### DATA FOR THIS TASK
.....

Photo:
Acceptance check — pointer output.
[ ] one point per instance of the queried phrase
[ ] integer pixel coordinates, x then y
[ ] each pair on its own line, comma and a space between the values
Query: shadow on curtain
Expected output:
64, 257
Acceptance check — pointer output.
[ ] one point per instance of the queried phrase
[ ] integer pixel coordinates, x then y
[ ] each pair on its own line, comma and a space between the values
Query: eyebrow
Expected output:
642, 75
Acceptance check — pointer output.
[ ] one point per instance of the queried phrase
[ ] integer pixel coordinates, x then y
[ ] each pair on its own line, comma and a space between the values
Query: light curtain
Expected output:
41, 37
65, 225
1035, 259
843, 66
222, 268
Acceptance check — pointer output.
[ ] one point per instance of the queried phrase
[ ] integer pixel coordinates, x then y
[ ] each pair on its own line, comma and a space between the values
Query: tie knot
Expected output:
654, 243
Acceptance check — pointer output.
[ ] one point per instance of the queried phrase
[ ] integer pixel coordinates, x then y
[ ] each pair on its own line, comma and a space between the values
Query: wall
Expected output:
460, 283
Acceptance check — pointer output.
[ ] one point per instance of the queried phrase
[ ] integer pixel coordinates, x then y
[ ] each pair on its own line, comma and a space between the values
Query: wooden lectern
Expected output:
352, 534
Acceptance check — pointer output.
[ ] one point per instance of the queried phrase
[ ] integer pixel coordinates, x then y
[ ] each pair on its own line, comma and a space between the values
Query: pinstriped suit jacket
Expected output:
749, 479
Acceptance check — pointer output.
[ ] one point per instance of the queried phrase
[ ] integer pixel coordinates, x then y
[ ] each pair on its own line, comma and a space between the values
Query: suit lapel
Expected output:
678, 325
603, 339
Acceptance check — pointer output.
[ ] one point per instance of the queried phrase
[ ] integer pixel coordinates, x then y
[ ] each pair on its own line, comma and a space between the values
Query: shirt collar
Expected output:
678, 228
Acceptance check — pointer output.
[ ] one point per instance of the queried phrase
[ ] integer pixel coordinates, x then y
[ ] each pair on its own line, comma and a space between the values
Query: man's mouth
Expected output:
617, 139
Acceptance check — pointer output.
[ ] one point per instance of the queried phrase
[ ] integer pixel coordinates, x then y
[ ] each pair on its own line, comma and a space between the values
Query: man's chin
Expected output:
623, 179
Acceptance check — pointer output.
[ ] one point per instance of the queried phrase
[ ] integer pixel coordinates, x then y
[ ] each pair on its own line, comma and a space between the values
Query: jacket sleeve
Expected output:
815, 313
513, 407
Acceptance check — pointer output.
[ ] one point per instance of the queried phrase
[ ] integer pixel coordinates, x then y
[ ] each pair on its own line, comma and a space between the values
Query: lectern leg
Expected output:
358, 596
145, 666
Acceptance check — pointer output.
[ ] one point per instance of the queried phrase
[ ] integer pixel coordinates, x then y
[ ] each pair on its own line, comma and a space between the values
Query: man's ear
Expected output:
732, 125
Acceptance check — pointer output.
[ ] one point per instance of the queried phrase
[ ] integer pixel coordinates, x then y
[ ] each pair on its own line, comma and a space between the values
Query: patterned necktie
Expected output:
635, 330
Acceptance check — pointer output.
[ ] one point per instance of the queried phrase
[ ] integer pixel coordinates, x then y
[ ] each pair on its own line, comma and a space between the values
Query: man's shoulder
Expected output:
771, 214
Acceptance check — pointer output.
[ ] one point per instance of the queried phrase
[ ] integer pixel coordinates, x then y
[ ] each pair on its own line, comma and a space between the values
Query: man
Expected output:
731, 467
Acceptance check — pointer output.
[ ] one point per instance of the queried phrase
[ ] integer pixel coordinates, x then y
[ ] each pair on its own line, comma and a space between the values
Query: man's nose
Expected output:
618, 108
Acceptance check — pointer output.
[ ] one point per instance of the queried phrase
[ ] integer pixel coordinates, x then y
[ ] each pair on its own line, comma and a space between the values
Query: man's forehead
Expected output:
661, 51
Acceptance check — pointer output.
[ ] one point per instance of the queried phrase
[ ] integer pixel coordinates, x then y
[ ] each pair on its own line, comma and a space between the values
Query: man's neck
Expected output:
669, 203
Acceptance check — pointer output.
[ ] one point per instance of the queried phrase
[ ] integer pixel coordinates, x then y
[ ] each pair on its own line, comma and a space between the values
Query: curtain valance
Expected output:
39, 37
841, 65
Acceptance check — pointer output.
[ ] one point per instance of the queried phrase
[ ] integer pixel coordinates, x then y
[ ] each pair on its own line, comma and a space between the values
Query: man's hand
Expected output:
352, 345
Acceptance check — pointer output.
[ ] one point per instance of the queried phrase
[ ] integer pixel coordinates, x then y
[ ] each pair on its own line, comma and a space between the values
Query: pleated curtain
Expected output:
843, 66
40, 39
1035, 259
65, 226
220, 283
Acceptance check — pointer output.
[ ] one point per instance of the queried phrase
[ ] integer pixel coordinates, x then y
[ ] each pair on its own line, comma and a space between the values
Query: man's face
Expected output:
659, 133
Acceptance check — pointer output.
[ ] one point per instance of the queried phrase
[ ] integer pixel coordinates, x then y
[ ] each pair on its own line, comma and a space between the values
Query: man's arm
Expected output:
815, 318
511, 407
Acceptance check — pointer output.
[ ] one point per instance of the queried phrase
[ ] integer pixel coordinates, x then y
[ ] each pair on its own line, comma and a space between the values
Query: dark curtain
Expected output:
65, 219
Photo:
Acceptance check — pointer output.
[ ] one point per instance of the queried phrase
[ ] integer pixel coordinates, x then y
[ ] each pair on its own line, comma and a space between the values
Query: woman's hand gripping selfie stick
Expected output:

.....

Return all of the data precisely as it appears.

Photo:
Acceptance check — pointer output.
[ ] one point per instance of the queried phrase
[ ] integer pixel coordinates, x then y
[ ] each pair on its own line, comma and a space between the values
Query: shadow on curtain
Expected output:
64, 257
Acceptance check — pointer output.
[ ] one point per instance of the queried phrase
[ ] integer pixel coordinates, x then y
[ ] each pair on its own line, comma and a space between the values
Query: eyebrow
Expected output:
642, 75
Acceptance check — pointer output.
[ ] one point per instance of the queried phrase
[ ] integer pixel coordinates, x then y
[ ] each pair on its own line, comma and a space between the values
Query: light curtain
Expected output:
41, 37
65, 225
1035, 259
843, 66
222, 268
Acceptance check — pointer output.
[ ] one point per instance of the queried phrase
[ ] integer pixel coordinates, x then y
[ ] each pair on its own line, comma and a space between the values
Query: tie knot
Expected output:
654, 243
Acceptance check — pointer output.
[ ] one point per instance of the queried phrase
[ ] integer pixel coordinates, x then y
[ ] each pair on its own line, comma and a space between the values
Query: wall
Expected output:
460, 283
Acceptance check — pointer output.
[ ] one point per instance of the queried phrase
[ ] integer pixel coordinates, x then y
[ ] each pair on its own line, comma and a space between the values
Query: wooden lectern
Expected output:
352, 534
Acceptance check — pointer output.
[ ] one point per instance of the queried phrase
[ ] integer pixel coordinates, x then y
[ ] each pair on its own line, comma and a space between the values
Query: pinstriped suit jacket
Expected output:
749, 479
Acceptance check — pointer output.
[ ] one point per instance of the queried phrase
[ ] integer pixel coordinates, x then y
[ ] each pair on its own line, comma and a space between the values
Query: suit lapel
Expected output:
678, 325
603, 339
Acceptance check — pointer output.
[ ] one point per instance of the queried phrase
[ ] integer pixel coordinates, x then y
[ ] each pair on its own line, comma and a space between the values
Query: shirt collar
Expected output:
678, 228
Acceptance check — pointer output.
[ ] one point per instance of the queried phrase
[ ] integer pixel coordinates, x then y
[ ] each pair on its own line, comma and a space between the values
Query: man's mouth
Expected output:
617, 139
Acceptance check — pointer output.
[ ] one point per instance of the queried phrase
[ ] integer pixel coordinates, x then y
[ ] each pair on its own line, comma and a space between the values
Query: man's chin
Expected output:
623, 179
Acceptance check — pointer output.
[ ] one point per instance of the queried phrase
[ ] integer pixel coordinates, x then y
[ ] each pair on its own line, comma and a space between the values
Query: jacket sleeve
Expected output:
815, 313
513, 407
Acceptance check — pointer output.
[ ] one point per instance of the queried phrase
[ ] integer pixel coordinates, x then y
[ ] each pair on its own line, comma and a space between the values
Query: lectern leg
Expected output:
358, 596
145, 666
Acceptance check — pointer output.
[ ] one point per instance of the queried phrase
[ ] integer pixel coordinates, x then y
[ ] each pair on its own line, comma and a space between the values
Query: man's ear
Expected output:
732, 125
Acceptance check — pointer output.
[ ] one point per instance of the queried phrase
[ ] integer pixel coordinates, x then y
[ ] each pair on its own line, comma and a space between the values
Query: patterned necktie
Expected output:
635, 330
Acceptance check — pointer output.
[ ] one point per instance of the queried phrase
[ ] integer pixel coordinates, x then y
[ ] each pair on its own line, comma and a space between the values
Query: man's shoulder
Expected output:
771, 214
Acceptance check — pointer output.
[ ] one point per instance of the queried phrase
[ ] integer pixel coordinates, x then y
[ ] each pair on its own line, comma and a space between the values
Query: man
Expected output:
731, 467
Acceptance check — pointer output.
[ ] one point per instance of the queried phrase
[ ] integer pixel coordinates, x then y
[ ] each pair on its own line, comma and a space between the values
Query: man's nose
Expected output:
618, 108
Acceptance check — pointer output.
[ ] one point per instance of the queried phrase
[ ] integer pixel coordinates, x then y
[ ] each pair on its own line, comma and a space between the values
Query: man's forehead
Expected output:
661, 51
Acceptance check — pointer output.
[ ] one point per instance of the queried phrase
[ ] integer pixel coordinates, x then y
[ ] each pair on its own line, comma and a space between the values
Query: man's neck
Expected output:
669, 203
Acceptance check — pointer output.
[ ] one point per instance of the queried phrase
[ ] integer pixel coordinates, x then y
[ ] each pair on its own line, comma and a space between the values
Query: curtain valance
Expected output:
39, 37
841, 65
Acceptance check — pointer output.
[ ] one point per instance of the queried phrase
[ ] integer pixel coordinates, x then y
[ ] each pair on its own line, comma and a space between the values
Query: man's hand
Expected output:
352, 345
Acceptance check — pointer output.
[ ] one point per instance of the queried phrase
[ ] integer pixel coordinates, x then y
[ ] each pair on its own line, comma and a space between the values
Query: pleated curtain
Expected output:
843, 66
40, 39
1035, 259
65, 226
220, 283
Acceptance check — pointer output.
[ ] one point per instance of the queried phrase
[ ] integer pixel coordinates, x then y
[ ] each pair on its own line, comma and a space between the values
Query: man's face
Expected output:
659, 133
Acceptance check — pointer output.
[ ] one point per instance of the queried phrase
[ ] integer pixel coordinates, x then y
[ ] each pair on its own line, comma and a space between the values
Query: man's arm
Expected output:
815, 318
511, 407
Acceptance check — pointer output.
[ ] one point per instance of the queried phrase
[ ] integer pixel coordinates, x then y
[ ] each pair on its own line, comma and a space between the values
Query: dark curtain
Expected output:
65, 219
Photo:
Acceptance check — pointer output.
[ ] one point per instance of the queried phrase
[ ] integer pixel coordinates, x then y
[ ] each pair on its own line, comma and a space between the values
Query: woman's hand gripping selfie stick
Expected output:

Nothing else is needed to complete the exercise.